Yapılacaklar.
[a] Aşağıdaki üç ifadenin Ayete’l-Kürsî yazısıyla örtüşüp örtüşmediğini belirtin. Her biri için evet ya da hayır deyin ve kararı veren sözleri yazıdan aynen alıntılayın.
(i) “Ayete’l-Kürsî” söylenişi, Arapça okunuşun Türkçede telaffuzu ağır olduğu için yaygınlaşmıştır.
(ii) Ayete’l-Kürsî yalnızca namazların sonunda okunur.
(iii) Yazıya göre Ayete’l-Kürsî, İhlâs suresine göre daha geniş ve detaylı olarak Allah Teâlâ’yı tanıtır.
[b] Ayete’l-Kürsî yazısının devamını, son cümlesinden sonra başlayarak yazın.
───── Metin bölümü
Köşe Yazıları

Ayete’l-Kürsî

Arapça olarak okunuşu “آيَةُ الْكُرْسِي” “Âyetü’l-Kürsî” şeklindedir.

Arapça olarak okunuşu “آيَةُ الْكُرْسِي” “Âyetü’l-Kürsî” şeklindedir. Türkçede telaffuzu ağır olduğundan dile kolay gelmesi için söylenişi “Ayete’l-Kürsî” şeklinde yaygınlaşmıştır. Yazımda ben de Ayete’l-Kürsî ismini kullanacağım.

 

Ayete’l-Kürsî… Bakara suresinin 255. Ayet-i Ayete’l-Kürsî kerimesidir. Meâli:

“Allah kendisinden başka hiçbir ilah olmayandır. Diridir, kayyumdur. Onu ne bir uyuklama tutabilir, ne de bir uyku. Göklerdeki her şey, yerdeki her şey onundur. İzni olmaksızın onun katında şefaatte bulunacak kimdir? O, kulların önlerindekileri ve arkalarındakileri (yaptıklarını ve yapacaklarını) bilir. Onlar onun ilminden, kendisinin dilediği kadarından başka bir şey kavrayamazlar. Onun kürsüsü bütün gökleri ve yeri kaplayıp kuşatmıştır. (O, göklere, yere, bütün evrene hükmetmektedir.) Gökleri ve yeri koruyup gözetmek ona güç gelmez. O, yücedir, büyüktür.”

Ayete’l-Kürsî’nin fazileti hakkındaki bazı hadislerde, yatağına girerken onu okuyan kimseyi Allah’ın koruyacağı ve şeytanın ona yaklaşamayacağı, Ayete’l-Kürsî’yi okuyana Allah’ın hemen bir melek göndereceği, ertesi güne kadar bu meleğin onun iyiliklerini yazacağı ve kötülüklerini sileceği, farz namazların arkasından onu okuyanın da öldüğü zaman cennete gireceği ifade edilmiştir. Bu ve benzeri hadis-i şeriflerde işaret edilen faziletleri sebebiyledir ki Ayete’l-Kürsî namazların sonunda genellikle okunan bir ayettir. Aynı inançla namaz dışında da sık sık okunan ayetler arasında yer alır.

Bu ayet-i kerime hem muhtevası hem de üstün özellikleri sebebiyle çok okunmuş, şifa ve korunmaya vesile kılınmıştır. Kelime-i şehadet ve İhlâs süreleri nasıl İslâm inancının özünü ihtiva ediyor ve insanlara Allah Teâlâ’yı tanıtıyorsa Ayete’l-Kürsî de onlardan daha geniş ve detaylı olarak bu özelliği taşımaktadır.
──────────
───── Kayıtlı veriler
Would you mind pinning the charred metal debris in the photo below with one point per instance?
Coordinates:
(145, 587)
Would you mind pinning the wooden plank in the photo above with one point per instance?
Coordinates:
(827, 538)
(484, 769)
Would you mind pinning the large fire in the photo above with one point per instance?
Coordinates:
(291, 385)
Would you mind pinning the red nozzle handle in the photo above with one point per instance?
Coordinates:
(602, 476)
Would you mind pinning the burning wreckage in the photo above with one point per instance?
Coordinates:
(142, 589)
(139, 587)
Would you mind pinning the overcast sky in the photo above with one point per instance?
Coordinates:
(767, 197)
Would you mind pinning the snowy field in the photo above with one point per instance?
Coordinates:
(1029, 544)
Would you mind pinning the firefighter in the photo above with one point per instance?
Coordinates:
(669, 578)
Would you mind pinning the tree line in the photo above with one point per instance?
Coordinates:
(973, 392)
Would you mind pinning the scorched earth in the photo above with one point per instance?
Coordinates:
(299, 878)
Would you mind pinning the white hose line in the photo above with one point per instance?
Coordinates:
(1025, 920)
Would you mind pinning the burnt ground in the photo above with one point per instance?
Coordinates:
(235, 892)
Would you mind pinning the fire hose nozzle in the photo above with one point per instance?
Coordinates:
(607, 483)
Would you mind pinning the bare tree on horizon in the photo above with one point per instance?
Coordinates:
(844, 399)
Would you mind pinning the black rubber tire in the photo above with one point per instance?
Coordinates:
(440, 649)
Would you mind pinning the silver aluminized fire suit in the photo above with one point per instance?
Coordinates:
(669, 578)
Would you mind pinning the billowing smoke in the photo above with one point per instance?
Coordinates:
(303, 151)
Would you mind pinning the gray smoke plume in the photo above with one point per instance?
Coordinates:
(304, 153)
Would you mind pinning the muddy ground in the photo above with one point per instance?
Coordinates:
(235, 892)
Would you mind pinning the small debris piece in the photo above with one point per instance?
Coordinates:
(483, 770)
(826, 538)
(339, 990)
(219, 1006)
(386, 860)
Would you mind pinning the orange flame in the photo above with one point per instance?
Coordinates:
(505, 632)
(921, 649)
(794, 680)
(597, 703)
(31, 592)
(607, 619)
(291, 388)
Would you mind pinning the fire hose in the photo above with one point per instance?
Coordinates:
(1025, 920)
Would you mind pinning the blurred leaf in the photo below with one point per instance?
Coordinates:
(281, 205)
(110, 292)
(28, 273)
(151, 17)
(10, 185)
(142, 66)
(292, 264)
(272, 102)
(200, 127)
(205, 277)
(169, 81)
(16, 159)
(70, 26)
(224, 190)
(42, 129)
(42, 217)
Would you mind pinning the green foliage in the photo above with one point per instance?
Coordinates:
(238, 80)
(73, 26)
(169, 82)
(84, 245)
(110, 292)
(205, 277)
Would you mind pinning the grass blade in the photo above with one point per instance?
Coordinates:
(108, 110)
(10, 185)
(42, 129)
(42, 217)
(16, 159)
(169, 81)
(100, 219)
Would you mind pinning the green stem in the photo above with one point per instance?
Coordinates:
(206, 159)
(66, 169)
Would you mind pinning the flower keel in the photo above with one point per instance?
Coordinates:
──────────
Yanıtlar.
[a]
(i) Evet: “Türkçede telaffuzu ağır olduğundan dile kolay gelmesi için söylenişi “Ayete’l-Kürsî” şeklinde yaygınlaşmıştır.”
(ii) Hayır: “Aynı inançla namaz dışında da sık sık okunan ayetler arasında yer alır.”
(iii) Evet: “Ayete’l-Kürsî de onlardan daha geniş ve detaylı olarak bu özelliği taşımaktadır.”

[b]
Hz. Peygamber, Übey b. Kâ‘b’a “Allah’ın kitabından hangi ayet en büyüğüdür?” diye sorup “Ayete’l-Kürsî” cevabını alınca onu tebrik etmiştir.

Varlığı ezelî ve ebedî olan, her şeyi yaratan, her şeyin maliki ve mukadderatının hâkimi, her şeyi bilen ve her şeye kadir olan… Yüce Mevla’nın özel ismi olan “Allah” lafzı zikredildikten sonra hem O’nun vahdaniyeti (birliği, tekliği) hem de İslâm’ın öngördüğü imanın tevhit (Allah’ı birleme, bir bilme) özelliği açıklanmak üzere “O’ndan başka ilah yoktur” buyurulmuştur.

Müşrikler elleriyle yaptıkları putlara tapmakta idiler. Bunlar cansız eşyadan yapılırdı. Canı bile olmayan varlığın ilâh olamayacağını ifade etmek üzere hemen arkasından “O diridir” buyurulmuştur.

Müşriklerin çoğu büyük bir Allah’a inanmakla beraber bunun yanında –her birine birer görev tükledikleri– sözde İlahlara inanmışlardır. Bu inanç tevhide aykırıdır. Tevhidi açıklayarak söze başlayan ayet, Allah Teâlâ’nın “kayyûm” sıfatını zikrederek “küçük, aracı, özel görevli… İlahlara gerek bulunmadığını ifade etmektedir. Çünkü kayyum, “bütün varlıkları görüp gözeten, yöneten, bir an bile onları bilgi ve ilgisi dışında tutmayan” demektir.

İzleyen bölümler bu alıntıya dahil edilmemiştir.